DATASET ENTRIES:
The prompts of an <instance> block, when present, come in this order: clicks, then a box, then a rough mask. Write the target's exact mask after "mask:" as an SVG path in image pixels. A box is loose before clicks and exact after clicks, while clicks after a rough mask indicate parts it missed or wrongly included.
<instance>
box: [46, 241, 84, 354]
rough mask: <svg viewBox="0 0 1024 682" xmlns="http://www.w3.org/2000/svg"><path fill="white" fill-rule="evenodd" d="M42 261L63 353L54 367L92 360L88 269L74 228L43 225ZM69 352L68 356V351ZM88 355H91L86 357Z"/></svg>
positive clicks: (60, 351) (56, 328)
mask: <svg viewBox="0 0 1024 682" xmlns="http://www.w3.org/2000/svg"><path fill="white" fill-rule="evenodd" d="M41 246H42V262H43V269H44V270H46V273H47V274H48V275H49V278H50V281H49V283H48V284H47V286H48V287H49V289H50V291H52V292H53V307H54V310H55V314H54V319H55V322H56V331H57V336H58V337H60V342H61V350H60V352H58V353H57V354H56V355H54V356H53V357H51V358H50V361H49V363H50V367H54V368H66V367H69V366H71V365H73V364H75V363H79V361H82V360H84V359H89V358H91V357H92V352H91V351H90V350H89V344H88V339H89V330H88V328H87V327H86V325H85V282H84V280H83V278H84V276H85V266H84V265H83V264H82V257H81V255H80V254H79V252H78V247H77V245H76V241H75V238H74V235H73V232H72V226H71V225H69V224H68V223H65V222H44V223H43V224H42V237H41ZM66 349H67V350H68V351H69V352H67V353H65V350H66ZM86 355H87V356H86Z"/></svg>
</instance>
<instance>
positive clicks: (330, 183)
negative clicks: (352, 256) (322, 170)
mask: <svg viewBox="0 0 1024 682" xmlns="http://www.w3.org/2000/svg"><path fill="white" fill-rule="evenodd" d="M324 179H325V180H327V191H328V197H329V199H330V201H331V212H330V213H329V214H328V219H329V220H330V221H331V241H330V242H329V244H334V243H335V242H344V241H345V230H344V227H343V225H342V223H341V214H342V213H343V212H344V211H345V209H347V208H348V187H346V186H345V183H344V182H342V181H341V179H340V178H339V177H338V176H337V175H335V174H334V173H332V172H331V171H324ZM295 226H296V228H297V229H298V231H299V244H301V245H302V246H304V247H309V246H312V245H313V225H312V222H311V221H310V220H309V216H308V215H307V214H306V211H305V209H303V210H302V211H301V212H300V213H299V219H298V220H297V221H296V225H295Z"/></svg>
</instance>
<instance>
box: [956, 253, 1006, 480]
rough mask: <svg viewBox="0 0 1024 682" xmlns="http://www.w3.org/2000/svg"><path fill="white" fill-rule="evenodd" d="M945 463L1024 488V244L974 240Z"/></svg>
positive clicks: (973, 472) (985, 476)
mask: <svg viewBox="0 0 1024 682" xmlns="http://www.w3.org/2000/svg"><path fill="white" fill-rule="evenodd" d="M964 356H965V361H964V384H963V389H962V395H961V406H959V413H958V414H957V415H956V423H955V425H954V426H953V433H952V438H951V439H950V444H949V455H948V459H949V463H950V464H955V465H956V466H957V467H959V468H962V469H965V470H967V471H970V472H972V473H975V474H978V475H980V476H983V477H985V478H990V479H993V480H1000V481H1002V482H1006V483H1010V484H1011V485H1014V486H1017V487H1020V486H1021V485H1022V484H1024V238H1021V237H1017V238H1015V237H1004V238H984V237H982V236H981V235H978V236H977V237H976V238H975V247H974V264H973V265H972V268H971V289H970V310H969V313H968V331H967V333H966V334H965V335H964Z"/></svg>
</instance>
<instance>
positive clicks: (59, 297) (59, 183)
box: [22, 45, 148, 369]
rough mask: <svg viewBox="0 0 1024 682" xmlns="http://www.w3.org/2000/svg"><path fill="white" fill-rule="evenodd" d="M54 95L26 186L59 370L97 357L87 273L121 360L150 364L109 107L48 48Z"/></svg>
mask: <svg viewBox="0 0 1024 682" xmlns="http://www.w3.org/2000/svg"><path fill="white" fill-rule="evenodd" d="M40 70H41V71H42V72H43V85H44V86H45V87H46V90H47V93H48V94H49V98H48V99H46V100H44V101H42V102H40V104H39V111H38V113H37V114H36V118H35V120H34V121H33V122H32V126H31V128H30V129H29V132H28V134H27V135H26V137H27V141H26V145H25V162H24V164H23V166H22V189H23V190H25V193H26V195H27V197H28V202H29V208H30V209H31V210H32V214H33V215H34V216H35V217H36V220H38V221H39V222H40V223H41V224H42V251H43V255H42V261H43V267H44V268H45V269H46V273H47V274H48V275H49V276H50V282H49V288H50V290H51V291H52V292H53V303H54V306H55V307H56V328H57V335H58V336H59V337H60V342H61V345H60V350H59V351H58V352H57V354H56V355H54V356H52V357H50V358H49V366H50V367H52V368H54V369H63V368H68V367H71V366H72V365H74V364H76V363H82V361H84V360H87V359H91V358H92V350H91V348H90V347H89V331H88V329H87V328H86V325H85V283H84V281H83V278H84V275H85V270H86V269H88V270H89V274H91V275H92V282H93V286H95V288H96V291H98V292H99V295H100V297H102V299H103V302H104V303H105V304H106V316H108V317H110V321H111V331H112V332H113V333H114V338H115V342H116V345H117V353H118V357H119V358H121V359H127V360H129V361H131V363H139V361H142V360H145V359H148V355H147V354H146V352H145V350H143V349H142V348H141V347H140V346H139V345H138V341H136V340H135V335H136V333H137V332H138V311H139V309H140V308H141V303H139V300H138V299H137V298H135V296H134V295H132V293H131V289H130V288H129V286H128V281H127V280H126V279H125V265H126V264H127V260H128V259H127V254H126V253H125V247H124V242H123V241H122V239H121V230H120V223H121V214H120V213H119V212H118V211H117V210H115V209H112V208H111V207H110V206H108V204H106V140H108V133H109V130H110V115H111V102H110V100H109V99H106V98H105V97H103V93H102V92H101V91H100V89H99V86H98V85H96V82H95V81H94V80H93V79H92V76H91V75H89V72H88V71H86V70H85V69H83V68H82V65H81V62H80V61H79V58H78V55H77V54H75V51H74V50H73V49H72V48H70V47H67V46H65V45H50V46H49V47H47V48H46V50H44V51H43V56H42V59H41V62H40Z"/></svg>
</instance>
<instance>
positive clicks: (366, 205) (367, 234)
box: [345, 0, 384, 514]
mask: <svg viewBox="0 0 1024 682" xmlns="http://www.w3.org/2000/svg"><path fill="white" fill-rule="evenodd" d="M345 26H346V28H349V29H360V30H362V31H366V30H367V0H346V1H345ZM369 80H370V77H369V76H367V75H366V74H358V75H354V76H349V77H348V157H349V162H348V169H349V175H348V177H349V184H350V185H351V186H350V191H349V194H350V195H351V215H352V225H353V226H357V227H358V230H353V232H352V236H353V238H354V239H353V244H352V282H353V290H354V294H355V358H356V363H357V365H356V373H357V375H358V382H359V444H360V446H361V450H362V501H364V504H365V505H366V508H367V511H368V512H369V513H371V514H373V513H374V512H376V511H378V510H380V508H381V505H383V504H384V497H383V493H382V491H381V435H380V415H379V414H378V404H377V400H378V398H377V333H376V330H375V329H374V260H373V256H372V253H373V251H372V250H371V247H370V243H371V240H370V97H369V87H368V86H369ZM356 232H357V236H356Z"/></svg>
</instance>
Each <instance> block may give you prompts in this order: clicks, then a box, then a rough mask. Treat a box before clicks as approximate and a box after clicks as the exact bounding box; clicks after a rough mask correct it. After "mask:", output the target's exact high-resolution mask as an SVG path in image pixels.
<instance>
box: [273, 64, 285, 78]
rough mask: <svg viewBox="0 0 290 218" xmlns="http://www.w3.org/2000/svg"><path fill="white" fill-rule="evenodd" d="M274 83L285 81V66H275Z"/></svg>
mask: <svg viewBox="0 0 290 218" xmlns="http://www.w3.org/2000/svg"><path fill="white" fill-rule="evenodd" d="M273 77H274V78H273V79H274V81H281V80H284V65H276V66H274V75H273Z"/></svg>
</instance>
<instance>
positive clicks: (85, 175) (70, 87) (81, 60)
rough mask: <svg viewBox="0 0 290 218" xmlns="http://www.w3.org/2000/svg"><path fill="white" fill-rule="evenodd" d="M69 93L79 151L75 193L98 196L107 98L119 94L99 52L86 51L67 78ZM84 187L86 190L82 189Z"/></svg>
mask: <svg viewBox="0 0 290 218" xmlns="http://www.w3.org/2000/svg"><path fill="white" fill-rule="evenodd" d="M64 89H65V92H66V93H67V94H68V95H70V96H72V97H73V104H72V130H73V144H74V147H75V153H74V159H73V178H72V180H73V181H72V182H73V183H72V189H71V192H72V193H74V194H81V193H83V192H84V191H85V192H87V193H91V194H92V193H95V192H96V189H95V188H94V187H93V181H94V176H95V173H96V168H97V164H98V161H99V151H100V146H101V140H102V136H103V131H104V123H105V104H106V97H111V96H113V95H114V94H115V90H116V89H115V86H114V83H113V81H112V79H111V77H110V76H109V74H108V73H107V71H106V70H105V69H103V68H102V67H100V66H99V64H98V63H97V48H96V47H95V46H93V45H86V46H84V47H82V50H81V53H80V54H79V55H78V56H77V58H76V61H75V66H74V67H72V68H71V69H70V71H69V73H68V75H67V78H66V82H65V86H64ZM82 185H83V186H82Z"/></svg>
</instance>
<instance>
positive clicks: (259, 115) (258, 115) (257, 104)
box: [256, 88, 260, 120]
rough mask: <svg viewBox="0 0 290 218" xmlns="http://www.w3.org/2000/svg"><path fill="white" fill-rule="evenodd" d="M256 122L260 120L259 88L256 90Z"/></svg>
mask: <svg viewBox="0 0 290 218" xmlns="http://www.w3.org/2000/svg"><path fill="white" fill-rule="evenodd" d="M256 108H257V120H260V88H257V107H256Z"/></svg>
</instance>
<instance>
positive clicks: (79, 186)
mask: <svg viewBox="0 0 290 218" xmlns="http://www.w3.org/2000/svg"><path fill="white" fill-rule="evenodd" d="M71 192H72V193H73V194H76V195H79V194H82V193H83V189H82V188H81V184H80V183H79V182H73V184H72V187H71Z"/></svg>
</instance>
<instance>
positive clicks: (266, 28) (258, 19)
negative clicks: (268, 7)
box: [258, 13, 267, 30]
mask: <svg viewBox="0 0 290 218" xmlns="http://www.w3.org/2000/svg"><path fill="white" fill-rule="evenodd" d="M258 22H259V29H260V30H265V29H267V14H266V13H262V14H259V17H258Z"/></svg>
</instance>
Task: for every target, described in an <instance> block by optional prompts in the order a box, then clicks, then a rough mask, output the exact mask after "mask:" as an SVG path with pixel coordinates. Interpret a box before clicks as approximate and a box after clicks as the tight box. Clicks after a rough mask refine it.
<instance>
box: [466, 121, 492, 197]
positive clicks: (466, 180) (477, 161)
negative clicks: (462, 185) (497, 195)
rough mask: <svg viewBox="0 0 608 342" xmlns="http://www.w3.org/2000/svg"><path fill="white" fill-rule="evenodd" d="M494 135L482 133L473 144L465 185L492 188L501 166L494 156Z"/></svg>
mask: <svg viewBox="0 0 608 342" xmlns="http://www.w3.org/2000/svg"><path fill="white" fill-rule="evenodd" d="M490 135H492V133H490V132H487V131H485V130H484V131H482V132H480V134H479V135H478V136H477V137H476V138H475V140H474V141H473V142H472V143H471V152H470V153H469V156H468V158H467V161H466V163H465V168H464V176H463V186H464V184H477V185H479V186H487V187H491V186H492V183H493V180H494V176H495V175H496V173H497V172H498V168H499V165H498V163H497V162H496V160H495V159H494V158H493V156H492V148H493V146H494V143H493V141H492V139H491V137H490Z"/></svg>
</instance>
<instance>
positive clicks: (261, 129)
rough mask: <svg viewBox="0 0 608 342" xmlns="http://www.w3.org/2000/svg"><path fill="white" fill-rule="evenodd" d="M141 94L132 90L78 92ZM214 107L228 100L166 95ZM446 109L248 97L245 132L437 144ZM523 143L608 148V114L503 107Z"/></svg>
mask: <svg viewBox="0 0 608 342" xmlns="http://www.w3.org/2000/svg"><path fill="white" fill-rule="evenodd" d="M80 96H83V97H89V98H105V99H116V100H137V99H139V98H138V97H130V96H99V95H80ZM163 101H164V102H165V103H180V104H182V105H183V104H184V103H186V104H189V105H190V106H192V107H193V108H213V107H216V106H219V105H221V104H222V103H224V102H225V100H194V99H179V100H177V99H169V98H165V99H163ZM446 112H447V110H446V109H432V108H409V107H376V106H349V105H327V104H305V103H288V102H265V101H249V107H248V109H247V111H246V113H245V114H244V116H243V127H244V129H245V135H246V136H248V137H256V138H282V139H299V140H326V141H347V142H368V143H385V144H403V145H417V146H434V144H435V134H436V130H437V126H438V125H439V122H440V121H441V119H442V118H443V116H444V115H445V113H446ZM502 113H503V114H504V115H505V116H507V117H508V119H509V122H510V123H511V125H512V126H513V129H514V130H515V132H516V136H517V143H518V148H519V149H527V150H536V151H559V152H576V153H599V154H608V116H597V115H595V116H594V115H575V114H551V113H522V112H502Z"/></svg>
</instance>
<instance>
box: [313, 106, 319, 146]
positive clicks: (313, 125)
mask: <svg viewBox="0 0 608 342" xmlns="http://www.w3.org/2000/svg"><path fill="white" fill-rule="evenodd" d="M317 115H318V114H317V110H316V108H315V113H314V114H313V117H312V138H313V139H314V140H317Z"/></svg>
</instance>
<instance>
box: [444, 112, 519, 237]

ASSIGNMENT:
Reproduce precisely, and with no line left out, each line from the top of the entries through the line that carries "261L63 353L54 367L92".

REPLY:
The prompts of an <instance> block, when present, come in this order: clicks, then a box, then a rough mask. Write the target's exact mask after "mask:" as an SVG path in image pixels. A box is loose before clicks and exact after clicks, while clicks after a rough mask indicate parts it missed or wrongly included.
<instance>
box: [46, 241, 84, 354]
rough mask: <svg viewBox="0 0 1024 682" xmlns="http://www.w3.org/2000/svg"><path fill="white" fill-rule="evenodd" d="M42 261L63 353L54 367L92 360L88 269L74 228L43 225ZM69 352L68 356V351ZM88 355H91L86 357Z"/></svg>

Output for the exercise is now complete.